→ Text shown:
--------------------------------------------------

Former Virginia Lieutenant Governor Justin Fairfax killed himself and his estranged wife, Dr. Cerina Fairfax, on Thursday, police said. The apparent murder-suicide occurred at their home in Annandale, Virginia, with their two children in the home.

The deaths came during divorce proceedings, just two weeks before a court-ordered deadline for Fairfax to vacate the family residence.

Fairfax, once viewed as a rising Democratic star and potential governor, saw his political future collapse after sexual assault allegations emerged in 2019—accusations he denied but that derailed his career and contributed to a personal decline documented in court filings.

Fairfax, a former federal prosecutor and civil litigator, had first sought the Democratic nomination for attorney general in 2013 before winning election as lieutenant governor four years later, running on the same ticket as Ralph Northam.

By early 2019, Fairfax seemed positioned for higher office. When a racist photograph from Northam’s medical school yearbook emerged—showing a person in blackface and another in full Ku Klux Klan robes—widespread calls for Northam’s resignation followed. Had Northam stepped down, Fairfax would have become governor, which would have made him Virginia’s second Black governor.

But before that scenario could play out, two women came forward with accusations against Fairfax.

The Accusations

Vanessa Tyson said Fairfax sexually assaulted her in his hotel room during the Democratic National Convention in Boston in 2004, when Fairfax was a Columbia Law School student and aide to Democratic vice presidential nominee John Edwards. Tyson said she had suppressed the memory to focus on her career as an academic and only began telling friends about the alleged assault in October 2017 after seeing a photo of Fairfax.

Two days after Tyson’s statement, Meredith Watson issued her own statement accusing Fairfax of raping her in 2000, when they were both Duke University students.

--------------------------------------------------

→ Supplied information:
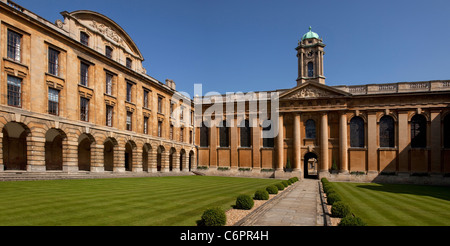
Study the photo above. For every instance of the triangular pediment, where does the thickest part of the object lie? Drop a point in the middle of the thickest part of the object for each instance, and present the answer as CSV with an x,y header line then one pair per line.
x,y
312,90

--------------------------------------------------

→ Apply what you read:
**A.** Copy the passage of the Justin Fairfax article from "Vanessa Tyson said" up to and including "Duke University students." word for word.
**B.** Continue the article about Justin Fairfax, picking up after its final sentence.

→ Answers per task:
**A.**
Vanessa Tyson said Fairfax sexually assaulted her in his hotel room during the Democratic National Convention in Boston in 2004, when Fairfax was a Columbia Law School student and aide to Democratic vice presidential nominee John Edwards. Tyson said she had suppressed the memory to focus on her career as an academic and only began telling friends about the alleged assault in October 2017 after seeing a photo of Fairfax.

Two days after Tyson’s statement, Meredith Watson issued her own statement accusing Fairfax of raping her in 2000, when they were both Duke University students.

**B.**
Fairfax denied the allegations and was never charged with any crime. Still, the accusations upended his political standing. Many Democrats who had initially withheld judgment after the first allegation immediately condemned Fairfax after the second accuser came forward. Both Democrats and Republicans called for him to resign, though Fairfax finished his term, which ended in 2022, alongside Northam.

The Failed Comeback

Fairfax attempted a political comeback in 2021 when he ran for governor. His campaign acknowledged that the sexual assault allegations had altered the race’s dynamics, but Fairfax insisted voters—particularly Black voters—would see through what he described as a smear campaign. He finished fourth out of five candidates, receiving less than 4% of the vote.

Unraveling

Court filings from his recent divorce revealed a man in deep personal decline. Fairfax had experienced financial difficulties after the allegations prompted his resignation from a prestigious law firm. His mental and emotional health suffered, the documents stated, and he drank heavily and withdrew from his family.

In 2022, according to the court filings, Fairfax bought a handgun with money that had been intended for horseback riding lessons for his children. At one point that year, he left home with the gun and some clothes in a suitcase and was later found in the woods of a public park near his residence.

The final crisis came during divorce litigation. A judge informed Fairfax two weeks before his death that he would have to move out of the family home, setting off the sequence of events that led to Thursday’s tragedy.